──────── Dataset extract ────────

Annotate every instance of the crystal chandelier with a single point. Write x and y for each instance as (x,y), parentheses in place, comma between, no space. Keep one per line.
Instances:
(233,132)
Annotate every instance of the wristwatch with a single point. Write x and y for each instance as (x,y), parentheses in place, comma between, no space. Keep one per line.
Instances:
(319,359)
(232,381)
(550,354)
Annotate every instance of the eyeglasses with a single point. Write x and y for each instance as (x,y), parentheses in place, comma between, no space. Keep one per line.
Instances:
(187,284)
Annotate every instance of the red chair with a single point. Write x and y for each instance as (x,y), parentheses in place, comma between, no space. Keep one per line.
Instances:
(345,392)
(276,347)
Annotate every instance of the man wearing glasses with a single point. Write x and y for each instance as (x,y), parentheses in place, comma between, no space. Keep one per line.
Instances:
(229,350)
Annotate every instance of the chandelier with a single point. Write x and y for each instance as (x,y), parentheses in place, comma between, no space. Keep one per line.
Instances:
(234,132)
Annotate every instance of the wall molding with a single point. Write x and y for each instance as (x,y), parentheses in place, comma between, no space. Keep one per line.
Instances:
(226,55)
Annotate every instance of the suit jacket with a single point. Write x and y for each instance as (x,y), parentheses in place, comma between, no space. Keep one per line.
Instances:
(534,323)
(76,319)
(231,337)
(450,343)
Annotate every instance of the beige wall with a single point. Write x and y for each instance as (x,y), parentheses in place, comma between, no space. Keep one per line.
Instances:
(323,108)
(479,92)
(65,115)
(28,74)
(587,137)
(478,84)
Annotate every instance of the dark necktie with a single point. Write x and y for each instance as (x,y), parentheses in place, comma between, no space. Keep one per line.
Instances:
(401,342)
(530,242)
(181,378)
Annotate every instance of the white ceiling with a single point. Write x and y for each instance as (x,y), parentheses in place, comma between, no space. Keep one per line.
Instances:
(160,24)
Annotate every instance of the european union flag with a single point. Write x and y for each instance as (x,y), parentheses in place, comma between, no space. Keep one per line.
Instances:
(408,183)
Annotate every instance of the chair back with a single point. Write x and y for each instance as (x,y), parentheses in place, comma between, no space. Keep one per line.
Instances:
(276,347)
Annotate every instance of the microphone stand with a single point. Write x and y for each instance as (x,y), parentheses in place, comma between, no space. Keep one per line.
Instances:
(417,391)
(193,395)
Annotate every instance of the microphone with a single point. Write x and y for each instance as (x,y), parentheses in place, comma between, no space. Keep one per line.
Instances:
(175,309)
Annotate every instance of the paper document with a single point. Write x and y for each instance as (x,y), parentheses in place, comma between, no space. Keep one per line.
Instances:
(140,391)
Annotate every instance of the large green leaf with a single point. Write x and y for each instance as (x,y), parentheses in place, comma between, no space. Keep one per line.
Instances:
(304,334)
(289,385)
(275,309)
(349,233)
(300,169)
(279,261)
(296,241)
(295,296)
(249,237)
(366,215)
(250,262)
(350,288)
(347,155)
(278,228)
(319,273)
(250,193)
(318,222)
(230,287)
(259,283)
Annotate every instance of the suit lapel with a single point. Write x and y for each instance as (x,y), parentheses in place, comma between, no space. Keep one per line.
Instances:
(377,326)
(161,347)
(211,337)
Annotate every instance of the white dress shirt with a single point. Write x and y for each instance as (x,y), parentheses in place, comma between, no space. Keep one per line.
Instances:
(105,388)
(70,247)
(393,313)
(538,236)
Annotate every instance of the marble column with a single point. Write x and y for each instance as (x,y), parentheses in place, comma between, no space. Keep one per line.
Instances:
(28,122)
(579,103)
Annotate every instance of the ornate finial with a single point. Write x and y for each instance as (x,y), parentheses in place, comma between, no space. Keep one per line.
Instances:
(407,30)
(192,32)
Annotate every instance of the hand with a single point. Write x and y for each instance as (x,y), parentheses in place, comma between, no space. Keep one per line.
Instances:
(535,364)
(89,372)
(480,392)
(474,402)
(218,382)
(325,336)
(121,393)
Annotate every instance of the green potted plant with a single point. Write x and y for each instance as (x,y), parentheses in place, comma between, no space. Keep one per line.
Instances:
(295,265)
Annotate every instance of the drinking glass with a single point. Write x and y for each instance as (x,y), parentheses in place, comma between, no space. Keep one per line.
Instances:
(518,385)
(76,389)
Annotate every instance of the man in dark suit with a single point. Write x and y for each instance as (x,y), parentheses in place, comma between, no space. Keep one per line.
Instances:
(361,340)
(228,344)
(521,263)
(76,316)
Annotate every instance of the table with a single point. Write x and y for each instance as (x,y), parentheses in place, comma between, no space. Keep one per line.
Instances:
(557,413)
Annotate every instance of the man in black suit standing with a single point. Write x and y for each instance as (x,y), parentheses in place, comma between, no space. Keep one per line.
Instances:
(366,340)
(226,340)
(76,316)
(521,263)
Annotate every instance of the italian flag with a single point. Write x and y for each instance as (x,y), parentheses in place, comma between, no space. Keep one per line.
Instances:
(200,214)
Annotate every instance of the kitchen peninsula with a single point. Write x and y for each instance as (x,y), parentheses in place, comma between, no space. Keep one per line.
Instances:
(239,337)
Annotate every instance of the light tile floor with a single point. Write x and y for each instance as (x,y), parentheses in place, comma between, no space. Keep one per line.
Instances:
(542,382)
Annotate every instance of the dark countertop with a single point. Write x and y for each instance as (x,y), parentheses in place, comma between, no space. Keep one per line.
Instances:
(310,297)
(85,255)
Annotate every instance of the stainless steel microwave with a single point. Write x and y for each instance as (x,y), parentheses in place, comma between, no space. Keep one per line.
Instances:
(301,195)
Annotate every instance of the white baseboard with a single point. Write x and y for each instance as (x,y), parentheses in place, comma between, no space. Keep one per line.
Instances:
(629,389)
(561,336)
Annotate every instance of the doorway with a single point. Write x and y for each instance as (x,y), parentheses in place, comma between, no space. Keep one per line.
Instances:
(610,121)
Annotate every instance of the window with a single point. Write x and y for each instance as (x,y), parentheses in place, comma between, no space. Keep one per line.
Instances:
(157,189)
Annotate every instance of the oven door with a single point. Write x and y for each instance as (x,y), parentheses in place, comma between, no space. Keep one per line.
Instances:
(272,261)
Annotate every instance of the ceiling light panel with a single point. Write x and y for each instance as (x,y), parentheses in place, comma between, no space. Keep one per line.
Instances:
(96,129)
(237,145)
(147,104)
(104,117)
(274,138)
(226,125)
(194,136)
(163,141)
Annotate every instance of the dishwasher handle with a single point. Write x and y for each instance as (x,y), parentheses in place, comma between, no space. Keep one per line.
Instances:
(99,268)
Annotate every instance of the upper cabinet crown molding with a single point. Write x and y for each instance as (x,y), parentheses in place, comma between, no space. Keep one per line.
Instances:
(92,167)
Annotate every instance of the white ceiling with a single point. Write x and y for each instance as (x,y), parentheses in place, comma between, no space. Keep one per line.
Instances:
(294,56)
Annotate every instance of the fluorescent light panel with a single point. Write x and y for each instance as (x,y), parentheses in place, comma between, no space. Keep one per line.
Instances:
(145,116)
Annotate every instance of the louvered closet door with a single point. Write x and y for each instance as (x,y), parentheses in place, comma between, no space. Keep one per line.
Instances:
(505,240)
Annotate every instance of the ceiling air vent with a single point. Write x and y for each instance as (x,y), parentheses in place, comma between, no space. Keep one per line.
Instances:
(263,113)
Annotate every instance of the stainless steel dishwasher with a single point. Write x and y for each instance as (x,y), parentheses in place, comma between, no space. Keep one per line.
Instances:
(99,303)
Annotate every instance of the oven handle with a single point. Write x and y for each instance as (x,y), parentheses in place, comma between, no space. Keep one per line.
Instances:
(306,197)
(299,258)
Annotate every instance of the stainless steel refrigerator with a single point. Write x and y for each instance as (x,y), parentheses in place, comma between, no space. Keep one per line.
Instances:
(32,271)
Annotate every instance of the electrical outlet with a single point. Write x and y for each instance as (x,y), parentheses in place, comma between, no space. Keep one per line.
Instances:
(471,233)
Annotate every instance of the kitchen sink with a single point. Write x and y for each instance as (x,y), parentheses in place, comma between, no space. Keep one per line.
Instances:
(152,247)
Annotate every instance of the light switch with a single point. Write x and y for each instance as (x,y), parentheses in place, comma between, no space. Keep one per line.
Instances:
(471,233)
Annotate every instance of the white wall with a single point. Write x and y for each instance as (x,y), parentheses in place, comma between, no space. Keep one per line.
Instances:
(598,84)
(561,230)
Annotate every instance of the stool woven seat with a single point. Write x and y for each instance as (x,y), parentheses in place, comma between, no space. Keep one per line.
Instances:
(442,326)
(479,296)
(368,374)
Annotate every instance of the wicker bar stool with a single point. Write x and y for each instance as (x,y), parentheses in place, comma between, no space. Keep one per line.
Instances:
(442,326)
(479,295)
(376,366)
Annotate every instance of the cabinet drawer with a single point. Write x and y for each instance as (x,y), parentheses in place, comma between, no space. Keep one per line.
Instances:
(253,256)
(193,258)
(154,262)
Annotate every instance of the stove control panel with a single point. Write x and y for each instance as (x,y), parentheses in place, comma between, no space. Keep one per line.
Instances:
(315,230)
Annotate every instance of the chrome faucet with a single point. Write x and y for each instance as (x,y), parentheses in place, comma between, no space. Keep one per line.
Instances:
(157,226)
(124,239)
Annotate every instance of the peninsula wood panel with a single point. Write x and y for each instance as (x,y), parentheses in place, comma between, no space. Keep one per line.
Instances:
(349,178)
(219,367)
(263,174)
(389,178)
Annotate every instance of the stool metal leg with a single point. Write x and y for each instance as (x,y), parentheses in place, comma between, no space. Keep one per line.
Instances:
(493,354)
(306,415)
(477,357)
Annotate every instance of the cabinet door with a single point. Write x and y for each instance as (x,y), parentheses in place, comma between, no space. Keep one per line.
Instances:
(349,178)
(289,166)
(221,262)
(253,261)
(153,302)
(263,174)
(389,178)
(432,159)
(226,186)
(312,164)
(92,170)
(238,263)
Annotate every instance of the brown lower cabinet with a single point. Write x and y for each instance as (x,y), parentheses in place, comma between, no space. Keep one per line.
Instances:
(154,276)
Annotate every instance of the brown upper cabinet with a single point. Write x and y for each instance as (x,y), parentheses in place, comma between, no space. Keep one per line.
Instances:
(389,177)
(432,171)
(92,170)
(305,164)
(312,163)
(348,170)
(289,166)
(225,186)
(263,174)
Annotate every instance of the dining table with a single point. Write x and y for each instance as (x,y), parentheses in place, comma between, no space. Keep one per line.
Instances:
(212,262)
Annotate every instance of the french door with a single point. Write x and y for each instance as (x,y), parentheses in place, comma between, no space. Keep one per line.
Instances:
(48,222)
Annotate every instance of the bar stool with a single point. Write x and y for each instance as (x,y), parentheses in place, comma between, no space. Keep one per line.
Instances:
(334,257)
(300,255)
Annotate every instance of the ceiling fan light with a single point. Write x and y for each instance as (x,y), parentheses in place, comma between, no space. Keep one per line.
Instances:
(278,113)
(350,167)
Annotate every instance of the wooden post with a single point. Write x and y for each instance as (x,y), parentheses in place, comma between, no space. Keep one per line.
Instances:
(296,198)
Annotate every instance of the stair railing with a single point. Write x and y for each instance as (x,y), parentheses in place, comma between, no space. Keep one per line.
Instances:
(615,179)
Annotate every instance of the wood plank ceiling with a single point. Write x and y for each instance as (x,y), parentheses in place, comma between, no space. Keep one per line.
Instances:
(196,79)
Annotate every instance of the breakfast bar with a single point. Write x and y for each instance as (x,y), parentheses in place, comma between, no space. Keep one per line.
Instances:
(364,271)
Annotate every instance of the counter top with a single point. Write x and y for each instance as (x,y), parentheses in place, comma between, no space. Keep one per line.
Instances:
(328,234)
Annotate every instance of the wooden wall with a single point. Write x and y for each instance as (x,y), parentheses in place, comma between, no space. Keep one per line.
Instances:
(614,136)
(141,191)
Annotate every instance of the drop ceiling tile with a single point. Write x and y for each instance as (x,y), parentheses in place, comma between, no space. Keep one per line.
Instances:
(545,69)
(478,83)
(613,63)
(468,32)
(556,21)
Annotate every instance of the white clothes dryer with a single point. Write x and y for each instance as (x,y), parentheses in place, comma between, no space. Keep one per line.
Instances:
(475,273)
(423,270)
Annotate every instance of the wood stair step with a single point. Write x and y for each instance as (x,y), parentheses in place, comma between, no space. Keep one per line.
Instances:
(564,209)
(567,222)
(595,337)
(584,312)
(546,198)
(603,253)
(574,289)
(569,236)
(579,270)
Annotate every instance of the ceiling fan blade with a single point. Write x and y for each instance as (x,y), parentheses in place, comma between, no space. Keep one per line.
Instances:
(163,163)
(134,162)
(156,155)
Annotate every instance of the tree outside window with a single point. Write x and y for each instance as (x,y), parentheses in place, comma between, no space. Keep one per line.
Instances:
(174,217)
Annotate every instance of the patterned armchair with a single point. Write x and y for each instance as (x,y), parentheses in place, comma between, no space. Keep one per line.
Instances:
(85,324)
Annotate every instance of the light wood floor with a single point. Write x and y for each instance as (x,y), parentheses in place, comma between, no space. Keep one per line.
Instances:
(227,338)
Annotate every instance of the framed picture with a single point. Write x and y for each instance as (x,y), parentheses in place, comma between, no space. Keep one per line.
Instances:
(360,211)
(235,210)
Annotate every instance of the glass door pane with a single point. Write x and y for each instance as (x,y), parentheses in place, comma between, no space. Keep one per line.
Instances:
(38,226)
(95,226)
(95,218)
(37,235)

────────

Prompt
What are the lines from the one with "Annotate every instance of the light wood" through the last line of the records above? Quote them exactly and add nothing.

Exercise answer
Annotate every instance of the light wood floor with a single point. Write x and y for each instance as (x,y), parentheses in place, comma between, no space. Keep one per line.
Instances:
(227,338)
Annotate every instance of the framed picture with a single point. Write x and y for each instance as (x,y), parentheses in place, comma between, no space. Keep one per line.
Instances:
(360,211)
(235,210)
Annotate every instance of the glass door pane with a single point. Write x and y for each instance as (x,y), parentheses in place, comma between, no space. Keep one per line.
Instances:
(38,226)
(95,226)
(95,218)
(37,235)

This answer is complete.